-- Start of INPUT RECORDS --
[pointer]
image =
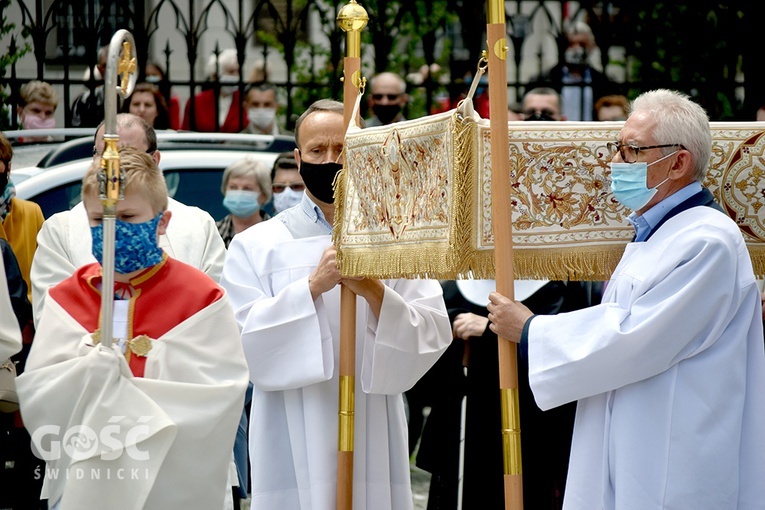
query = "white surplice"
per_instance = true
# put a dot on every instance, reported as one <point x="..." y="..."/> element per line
<point x="291" y="344"/>
<point x="64" y="244"/>
<point x="669" y="374"/>
<point x="10" y="333"/>
<point x="161" y="442"/>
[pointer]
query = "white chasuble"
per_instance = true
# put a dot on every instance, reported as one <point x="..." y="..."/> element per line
<point x="291" y="344"/>
<point x="668" y="372"/>
<point x="110" y="439"/>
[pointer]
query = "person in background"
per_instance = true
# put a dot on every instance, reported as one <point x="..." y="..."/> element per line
<point x="16" y="456"/>
<point x="542" y="103"/>
<point x="261" y="106"/>
<point x="387" y="99"/>
<point x="286" y="183"/>
<point x="88" y="107"/>
<point x="514" y="111"/>
<point x="612" y="108"/>
<point x="155" y="74"/>
<point x="246" y="186"/>
<point x="219" y="108"/>
<point x="37" y="108"/>
<point x="20" y="220"/>
<point x="147" y="102"/>
<point x="575" y="78"/>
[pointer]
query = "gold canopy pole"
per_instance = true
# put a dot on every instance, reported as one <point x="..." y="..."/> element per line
<point x="352" y="19"/>
<point x="118" y="62"/>
<point x="503" y="247"/>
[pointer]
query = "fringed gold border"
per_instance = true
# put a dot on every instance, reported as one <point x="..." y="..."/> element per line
<point x="757" y="254"/>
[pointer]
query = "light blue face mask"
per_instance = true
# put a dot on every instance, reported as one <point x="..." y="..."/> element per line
<point x="242" y="203"/>
<point x="135" y="245"/>
<point x="628" y="183"/>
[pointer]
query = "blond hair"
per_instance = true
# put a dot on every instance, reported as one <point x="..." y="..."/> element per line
<point x="38" y="92"/>
<point x="141" y="174"/>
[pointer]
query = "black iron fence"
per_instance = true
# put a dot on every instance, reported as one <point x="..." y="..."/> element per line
<point x="704" y="48"/>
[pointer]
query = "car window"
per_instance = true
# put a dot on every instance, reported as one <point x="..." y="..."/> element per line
<point x="61" y="198"/>
<point x="199" y="187"/>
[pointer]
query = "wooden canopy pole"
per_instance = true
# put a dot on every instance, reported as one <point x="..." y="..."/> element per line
<point x="503" y="247"/>
<point x="352" y="19"/>
<point x="119" y="61"/>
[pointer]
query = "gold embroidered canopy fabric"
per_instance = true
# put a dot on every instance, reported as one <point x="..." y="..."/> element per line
<point x="414" y="198"/>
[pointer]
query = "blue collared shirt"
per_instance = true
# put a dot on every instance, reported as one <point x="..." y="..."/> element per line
<point x="305" y="219"/>
<point x="646" y="222"/>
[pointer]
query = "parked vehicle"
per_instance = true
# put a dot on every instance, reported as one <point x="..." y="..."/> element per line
<point x="193" y="165"/>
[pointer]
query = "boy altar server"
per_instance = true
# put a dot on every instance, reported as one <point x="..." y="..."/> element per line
<point x="149" y="423"/>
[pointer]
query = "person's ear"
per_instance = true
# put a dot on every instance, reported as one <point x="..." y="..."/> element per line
<point x="297" y="157"/>
<point x="164" y="221"/>
<point x="682" y="166"/>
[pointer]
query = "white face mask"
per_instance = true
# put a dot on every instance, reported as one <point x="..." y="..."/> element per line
<point x="228" y="84"/>
<point x="286" y="199"/>
<point x="261" y="118"/>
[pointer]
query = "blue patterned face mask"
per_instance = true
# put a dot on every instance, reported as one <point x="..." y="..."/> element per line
<point x="628" y="183"/>
<point x="135" y="245"/>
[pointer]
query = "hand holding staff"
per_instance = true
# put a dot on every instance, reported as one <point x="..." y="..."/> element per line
<point x="352" y="19"/>
<point x="503" y="247"/>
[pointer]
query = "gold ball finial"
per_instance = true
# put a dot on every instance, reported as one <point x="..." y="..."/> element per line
<point x="352" y="17"/>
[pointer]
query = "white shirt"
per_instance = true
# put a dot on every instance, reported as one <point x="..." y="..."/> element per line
<point x="292" y="348"/>
<point x="668" y="373"/>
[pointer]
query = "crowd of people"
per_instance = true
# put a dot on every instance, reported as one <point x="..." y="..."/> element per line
<point x="640" y="392"/>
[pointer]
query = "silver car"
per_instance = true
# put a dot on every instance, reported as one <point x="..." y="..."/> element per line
<point x="192" y="163"/>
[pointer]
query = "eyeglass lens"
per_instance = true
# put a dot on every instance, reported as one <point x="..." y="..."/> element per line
<point x="390" y="97"/>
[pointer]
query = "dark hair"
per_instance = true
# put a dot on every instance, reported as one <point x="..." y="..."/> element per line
<point x="284" y="161"/>
<point x="162" y="121"/>
<point x="322" y="105"/>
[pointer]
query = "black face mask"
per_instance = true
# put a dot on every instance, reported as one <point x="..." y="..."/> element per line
<point x="539" y="115"/>
<point x="318" y="179"/>
<point x="386" y="112"/>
-- End of INPUT RECORDS --
== TO BE DONE ==
Transcribe all of the entries word for word, but skip any pictures they contain.

== COMPLETE RESPONSE ==
[pointer]
image =
query = "white surplice"
per_instance = true
# put a dot on every instance, reported as one <point x="..." y="..."/> element per line
<point x="291" y="344"/>
<point x="64" y="244"/>
<point x="669" y="374"/>
<point x="10" y="333"/>
<point x="161" y="442"/>
[pointer]
query = "white chasuble"
per_instance = true
# put a dot on every instance, reported as one <point x="..." y="..."/> element per line
<point x="291" y="344"/>
<point x="668" y="372"/>
<point x="110" y="439"/>
[pointer]
query = "person in background"
per_instance = true
# put a dot on every instance, reported as one <point x="..." y="..."/> element per line
<point x="16" y="456"/>
<point x="542" y="103"/>
<point x="261" y="106"/>
<point x="387" y="99"/>
<point x="286" y="183"/>
<point x="88" y="107"/>
<point x="514" y="111"/>
<point x="612" y="108"/>
<point x="155" y="74"/>
<point x="246" y="186"/>
<point x="219" y="108"/>
<point x="37" y="108"/>
<point x="20" y="220"/>
<point x="147" y="102"/>
<point x="575" y="78"/>
[pointer]
query = "gold canopy pole"
per_instance = true
# put a dot on every instance, reported as one <point x="..." y="..."/> element per line
<point x="352" y="19"/>
<point x="118" y="62"/>
<point x="503" y="247"/>
[pointer]
query = "fringed gold border"
per_instance = true
# put a dot on every instance, reported as one <point x="..." y="..."/> element per line
<point x="757" y="254"/>
[pointer]
query = "light blue face mask"
per_instance = true
# put a dot on every instance, reported as one <point x="..." y="..."/> element per line
<point x="242" y="203"/>
<point x="135" y="245"/>
<point x="628" y="183"/>
[pointer]
query = "blond hair"
per_instance = true
# put a dot on every instance, reported as one <point x="..." y="..."/> element per line
<point x="38" y="92"/>
<point x="141" y="174"/>
[pointer]
query = "black iron fence"
per_instance = true
# put a dot on every instance, reported as one <point x="..." y="..."/> element per line
<point x="704" y="48"/>
[pointer]
query = "car window"
per_instance = true
# put a dot on every instance, reported as one <point x="..." y="..."/> element per line
<point x="61" y="198"/>
<point x="199" y="187"/>
[pointer]
query = "wooden canopy pole"
per_instance = true
# put a dot on every instance, reported as one <point x="..." y="..."/> element per line
<point x="503" y="247"/>
<point x="352" y="19"/>
<point x="119" y="61"/>
[pointer]
query = "gold embroidered canopy fabric"
per_instance = true
# put a dot on every instance, reported as one <point x="..." y="..."/> element per line
<point x="414" y="198"/>
[pointer]
query = "blue collared shirt"
per_instance = true
# put a dot on every instance, reported as one <point x="..." y="..."/> element per line
<point x="305" y="219"/>
<point x="646" y="222"/>
[pointer]
query = "parked vehicle"
per_instance = true
# put a dot on every instance, reported as one <point x="..." y="..."/> element per line
<point x="193" y="165"/>
[pointer]
query = "boy altar server"
per_instance = true
# put a dot on every instance, reported as one <point x="..." y="..."/> element per line
<point x="149" y="423"/>
[pointer]
query = "person's ear"
per_instance = true
# put a dot on every instance, reported as one <point x="..." y="..."/> element per line
<point x="297" y="157"/>
<point x="164" y="221"/>
<point x="682" y="166"/>
[pointer]
query = "white face mask"
per_instance = true
# put a dot on every instance, reported as one <point x="..." y="..."/> element per line
<point x="228" y="84"/>
<point x="286" y="199"/>
<point x="261" y="118"/>
[pointer]
query = "blue patterned face mask"
per_instance = true
# put a dot on every instance, reported as one <point x="..." y="..."/> element per line
<point x="628" y="183"/>
<point x="135" y="245"/>
[pointer]
query = "hand holding staff"
per_instance = true
# put a dot on every instance, reported as one <point x="..." y="..."/> element per line
<point x="352" y="19"/>
<point x="503" y="247"/>
[pointer]
query = "gold ball finial"
per_instance = true
# put a dot on every instance, reported as one <point x="..." y="..."/> element per line
<point x="352" y="17"/>
[pointer]
query = "white shirt"
per_instance = true
# put a dot on every instance, reported as one <point x="..." y="..."/> element per line
<point x="292" y="348"/>
<point x="668" y="373"/>
[pointer]
query = "crowd of people"
per_instance = true
# put a dot on every instance, reported as one <point x="..." y="..."/> element per line
<point x="640" y="392"/>
[pointer]
query = "silver car"
per_instance = true
# put a dot on every instance, reported as one <point x="..." y="..."/> element per line
<point x="192" y="163"/>
[pointer]
query = "eyeglass lens"
per_instance = true
# put a dot on every instance, reported as one <point x="..." y="..."/> element per line
<point x="390" y="97"/>
[pointer]
query = "dark hair"
per_instance = true
# put a dot on every instance, reported as one <point x="..." y="..."/> element per line
<point x="284" y="161"/>
<point x="162" y="121"/>
<point x="322" y="105"/>
[pointer]
query = "black face mask"
per_instance = true
# put a dot on every instance, reported as one <point x="..." y="..."/> element per line
<point x="539" y="115"/>
<point x="318" y="179"/>
<point x="386" y="112"/>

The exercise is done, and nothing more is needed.